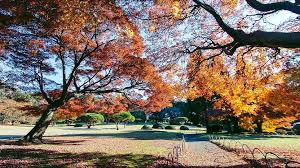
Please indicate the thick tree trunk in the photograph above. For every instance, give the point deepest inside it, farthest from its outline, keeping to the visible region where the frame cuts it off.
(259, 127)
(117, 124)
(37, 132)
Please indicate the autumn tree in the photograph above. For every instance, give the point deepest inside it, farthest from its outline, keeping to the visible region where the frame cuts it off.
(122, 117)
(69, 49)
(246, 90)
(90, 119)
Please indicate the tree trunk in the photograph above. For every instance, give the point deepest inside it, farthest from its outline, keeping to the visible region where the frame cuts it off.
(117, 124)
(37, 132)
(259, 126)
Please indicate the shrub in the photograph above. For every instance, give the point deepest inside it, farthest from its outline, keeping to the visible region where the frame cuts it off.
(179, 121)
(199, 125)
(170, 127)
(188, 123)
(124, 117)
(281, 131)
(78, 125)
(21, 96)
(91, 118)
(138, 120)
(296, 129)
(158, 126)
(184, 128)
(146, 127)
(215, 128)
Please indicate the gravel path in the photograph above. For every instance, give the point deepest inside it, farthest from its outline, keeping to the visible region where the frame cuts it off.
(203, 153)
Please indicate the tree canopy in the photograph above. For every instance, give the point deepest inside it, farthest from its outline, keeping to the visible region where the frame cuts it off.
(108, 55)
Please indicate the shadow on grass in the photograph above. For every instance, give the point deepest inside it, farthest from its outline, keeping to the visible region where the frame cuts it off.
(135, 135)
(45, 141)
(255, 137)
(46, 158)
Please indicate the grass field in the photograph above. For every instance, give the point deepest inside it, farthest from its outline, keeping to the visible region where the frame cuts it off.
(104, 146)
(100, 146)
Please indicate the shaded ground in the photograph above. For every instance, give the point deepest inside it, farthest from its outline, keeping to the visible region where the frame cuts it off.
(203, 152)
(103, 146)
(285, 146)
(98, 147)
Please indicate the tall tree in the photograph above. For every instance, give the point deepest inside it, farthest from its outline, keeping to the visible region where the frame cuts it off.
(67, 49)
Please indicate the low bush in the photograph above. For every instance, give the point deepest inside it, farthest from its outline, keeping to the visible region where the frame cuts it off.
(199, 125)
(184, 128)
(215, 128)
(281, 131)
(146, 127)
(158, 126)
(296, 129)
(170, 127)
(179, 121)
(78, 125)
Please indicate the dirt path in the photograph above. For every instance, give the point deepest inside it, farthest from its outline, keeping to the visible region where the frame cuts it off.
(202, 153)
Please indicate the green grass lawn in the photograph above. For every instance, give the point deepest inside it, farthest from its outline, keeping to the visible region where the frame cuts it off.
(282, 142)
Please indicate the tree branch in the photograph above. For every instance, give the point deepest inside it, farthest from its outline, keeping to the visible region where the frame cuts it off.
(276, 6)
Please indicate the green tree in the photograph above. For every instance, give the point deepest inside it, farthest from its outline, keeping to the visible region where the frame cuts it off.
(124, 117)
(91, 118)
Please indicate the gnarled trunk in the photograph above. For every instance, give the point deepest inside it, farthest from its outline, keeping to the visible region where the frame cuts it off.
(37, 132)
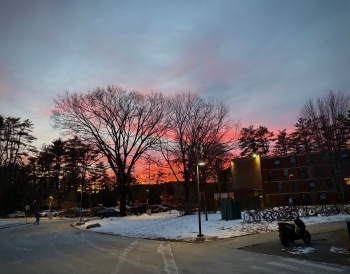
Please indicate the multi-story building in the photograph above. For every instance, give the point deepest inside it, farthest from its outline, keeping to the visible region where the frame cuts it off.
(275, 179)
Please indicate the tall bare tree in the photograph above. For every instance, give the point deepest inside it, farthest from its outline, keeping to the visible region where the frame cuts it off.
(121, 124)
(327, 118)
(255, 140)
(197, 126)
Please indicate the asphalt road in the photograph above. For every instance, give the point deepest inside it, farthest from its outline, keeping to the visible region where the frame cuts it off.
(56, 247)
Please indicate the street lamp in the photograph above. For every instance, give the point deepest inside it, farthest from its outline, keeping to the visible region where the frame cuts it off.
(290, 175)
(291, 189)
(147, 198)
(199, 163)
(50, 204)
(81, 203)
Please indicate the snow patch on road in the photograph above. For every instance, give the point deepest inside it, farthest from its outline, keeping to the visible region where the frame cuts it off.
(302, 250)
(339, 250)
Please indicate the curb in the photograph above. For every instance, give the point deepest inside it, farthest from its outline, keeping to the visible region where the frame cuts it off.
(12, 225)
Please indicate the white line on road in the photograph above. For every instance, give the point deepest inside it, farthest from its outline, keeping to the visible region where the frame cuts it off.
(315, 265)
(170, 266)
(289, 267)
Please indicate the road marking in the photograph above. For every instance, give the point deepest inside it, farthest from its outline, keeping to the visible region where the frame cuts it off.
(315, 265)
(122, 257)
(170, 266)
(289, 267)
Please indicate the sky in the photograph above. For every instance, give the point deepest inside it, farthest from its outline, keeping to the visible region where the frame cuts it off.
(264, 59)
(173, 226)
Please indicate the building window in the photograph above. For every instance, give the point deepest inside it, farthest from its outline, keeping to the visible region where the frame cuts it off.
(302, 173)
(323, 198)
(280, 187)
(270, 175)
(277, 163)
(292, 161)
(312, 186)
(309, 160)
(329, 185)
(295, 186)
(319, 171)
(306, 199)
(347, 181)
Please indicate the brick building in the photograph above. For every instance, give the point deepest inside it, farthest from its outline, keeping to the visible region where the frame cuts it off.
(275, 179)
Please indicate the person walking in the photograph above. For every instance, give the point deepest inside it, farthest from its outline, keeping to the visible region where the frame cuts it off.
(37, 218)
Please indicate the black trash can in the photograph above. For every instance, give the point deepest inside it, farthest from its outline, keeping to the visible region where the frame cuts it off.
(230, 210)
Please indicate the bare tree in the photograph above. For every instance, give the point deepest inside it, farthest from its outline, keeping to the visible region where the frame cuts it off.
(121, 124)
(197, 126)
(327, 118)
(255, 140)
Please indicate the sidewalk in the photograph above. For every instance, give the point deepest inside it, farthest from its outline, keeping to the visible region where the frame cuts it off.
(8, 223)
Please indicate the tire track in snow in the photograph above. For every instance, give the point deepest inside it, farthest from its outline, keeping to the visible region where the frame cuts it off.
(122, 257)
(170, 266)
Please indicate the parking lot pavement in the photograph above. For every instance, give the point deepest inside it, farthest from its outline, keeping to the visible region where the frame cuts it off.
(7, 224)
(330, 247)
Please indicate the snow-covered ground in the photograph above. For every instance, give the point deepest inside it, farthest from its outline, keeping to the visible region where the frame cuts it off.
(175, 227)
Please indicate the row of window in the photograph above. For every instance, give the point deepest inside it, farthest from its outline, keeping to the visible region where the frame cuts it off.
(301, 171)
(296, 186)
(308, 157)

▸ **WORK TO COMPLETE**
Set the data above down again exactly as given, with no pictures.

▸ **SOLUTION TO THE PROBLEM**
Please indicate the thick tree trunk in the photograph above. For every instance, give the point deepest inside it, farthest from its outline, keeping to the visible region where the frame cuts it off.
(259, 127)
(117, 124)
(37, 132)
Please indicate the autumn tree in the photograph above. For every instance, give the point deepest inside it, farthest from its outline, keeping to the visible region where the frame cuts it off.
(122, 117)
(69, 49)
(246, 90)
(90, 119)
Please indicate the tree trunk in the photograph above. For every instance, give the point deepest inside it, farthest from its outline, keeping to the visible region where the frame cuts it off.
(117, 124)
(37, 132)
(259, 126)
Please indicate the shrub in the photograph above. For every instance, give the point deepest inside it, farthest from its outline, keeping to the visible region where the frame cuts it off.
(179, 121)
(199, 125)
(170, 127)
(188, 123)
(124, 117)
(281, 131)
(78, 125)
(21, 96)
(91, 118)
(138, 120)
(296, 129)
(158, 126)
(184, 128)
(146, 127)
(215, 128)
Please indicate the gravel path in the photograph above. For every instance, give the point deepest inside it, farthest from its outline, keeping to the visible region where the frame cuts it off.
(203, 153)
Please indicate the tree canopy in the photograph above. For every instance, give the point deepest inside it, farthest from its outline, keeping to the visible region where the frame cuts it off.
(108, 55)
Please indicate the shadow on grass in the photograph above. For every instance, give the point deepest inside it, farthest from its outline, keeping to the visible region where the frame cuts it off.
(135, 135)
(45, 141)
(255, 137)
(46, 158)
Please indicate the grass field in the photograph above. For every instance, give the point deepest inside it, farthest from its outline, keeping to the visible region where the frame cuts it off.
(104, 146)
(100, 146)
Please indicate the shaded ground in the photograph above. For every instance, give the point deepest inside it, farthest from its outline, keeping to the visible region where the frame cuts it off.
(203, 152)
(103, 146)
(285, 146)
(98, 147)
Please indicate the tall tree in the photograph above. For every instance, give the point deepest inside it, farthest from its outline, keeping to the visible region where the frame cuts it off.
(67, 49)
Please indicate the low bush in the photograph above. For every instance, give the point deepest inside it, farthest from its outline, keeping to the visible region where the frame cuts it off.
(199, 125)
(184, 128)
(215, 128)
(281, 131)
(146, 127)
(158, 126)
(296, 129)
(170, 127)
(179, 121)
(78, 125)
Please indicate the dirt path in the photograph above. For every instance, give the point deepest inside it, farthest from its outline, keeping to the visible region where the frame cuts it off.
(202, 153)
Please indicate the green grass lawn in the photograph above. For every instance, give the point deepest inside it, farthest from its outline, keeping to the visible region where the frame cuts it off.
(282, 142)
Please indicate the tree branch in the photograph above. For every instance, give the point deepest inside it, farthest from its outline, keeping to the visible region where the frame cuts it off.
(276, 6)
Please indicate the green tree in the photograph above. For every instance, give the point deepest inside it, farthest from its outline, keeping to the visible region where the frame cuts it off.
(124, 117)
(91, 118)
Please indicate the gnarled trunk in the photograph above. For every instance, give the point deepest inside it, farthest from its outline, keeping to the visible region where the frame cuts it off.
(37, 132)
Please indicate the multi-story building in the photograph above. For every instance, give the point deepest inside it, farthest from its outline, keeping to the visible region where the frame cuts it off.
(275, 179)
Please indicate the tall bare tree in the photograph above. For every instance, give the point deepest inside it, farthest from its outline, keeping to the visible region where the frame cuts it off.
(121, 124)
(327, 118)
(255, 140)
(197, 126)
Please indicate the asphalt road in the photograph above. For every instance, give the point deepest inside it, farthest from its outline, keeping to the visible region where the frame cuts it off.
(56, 247)
Please indicate the street lamp in the photograph above. For every instance, give the point deepest inside it, farthest from its outline, keeping to the visible region where the frame cuts it off.
(290, 175)
(291, 189)
(147, 198)
(199, 163)
(50, 204)
(81, 203)
Please indicate the snow patch on road in the photograph above. For every instance, give the point deepest inside it, farthest from its outline, keeping to the visible region where the frame cuts it off.
(302, 250)
(339, 250)
Please indicate the curb in the photograph above. For every instance, give the point deepest inside it, farthest from its outline, keeping to the visible region where the frame cuts it off.
(12, 225)
Please indicate the white line on road in the photograph above. For every instance, give the point deepest inside it, farthest from its outline, keeping to the visible region where the frame cuts it off.
(315, 265)
(170, 266)
(289, 267)
Please indicate the road marking in the photograph above. For every instance, give the point deepest inside it, farthest from its outline, keeping to the visible region where the frame cuts it off.
(315, 265)
(122, 257)
(170, 266)
(289, 267)
Please indicate the sky in the photograph above. For every instance, give the point deepest inside it, farthest from its outline, keeping to the visible region where the frame cuts it off.
(264, 59)
(173, 226)
Please indicate the building window in the photograph above. For every instance, give the point deepest inside it, farthest from its outline, keeping to the visible region where the frame cuts it off.
(302, 173)
(323, 198)
(280, 187)
(270, 175)
(277, 163)
(292, 161)
(312, 186)
(309, 160)
(329, 185)
(295, 186)
(319, 171)
(306, 199)
(347, 181)
Please indicate the brick building in the photograph above. For every instance, give the point deepest inside it, farthest from its outline, keeping to the visible region where the frame cuts it off.
(275, 179)
Please indicate the person walking in the photograph above. For every instance, give the point deepest inside it, farthest from its outline, keeping to the visible region where the frame cuts it off.
(37, 218)
Please indicate the black trash can in the photograph above. For every instance, give the point deepest inside it, farthest from its outline, keeping to the visible region where the frame cuts it off.
(230, 210)
Please indicate the bare tree in the photograph above. For every instance, give the point deepest inside it, farthest from its outline, keeping to the visible region where the frame cuts it off.
(121, 124)
(197, 126)
(327, 118)
(255, 140)
Please indicate the sidewalk in the photograph above. For every instance, give the point deepest inside it, farthest from its outline, keeping to the visible region where the frame cuts it off.
(8, 223)
Please indicate the tire track in snow in the photograph above. For every instance, give the point deepest inside it, farthest from its outline, keeping to the visible region where the frame cuts it off.
(122, 257)
(170, 266)
Please indicate the parking lot pavement in the photograph above. For every instance, give the point deepest inside it, farthest from its outline, keeping to the visible region where the frame cuts it off.
(7, 224)
(330, 247)
Please indicate the snow-covered ground in the photograph above. For every instance, give the point deepest inside it, farthest from its outline, keeping to the visible region where the frame cuts it off.
(175, 227)
Please indicate the row of window in the photograph above. For every instance, give the point deepest inside it, farthest from its outline, keeping to the visible region where the frame cuts it off.
(301, 171)
(296, 186)
(308, 157)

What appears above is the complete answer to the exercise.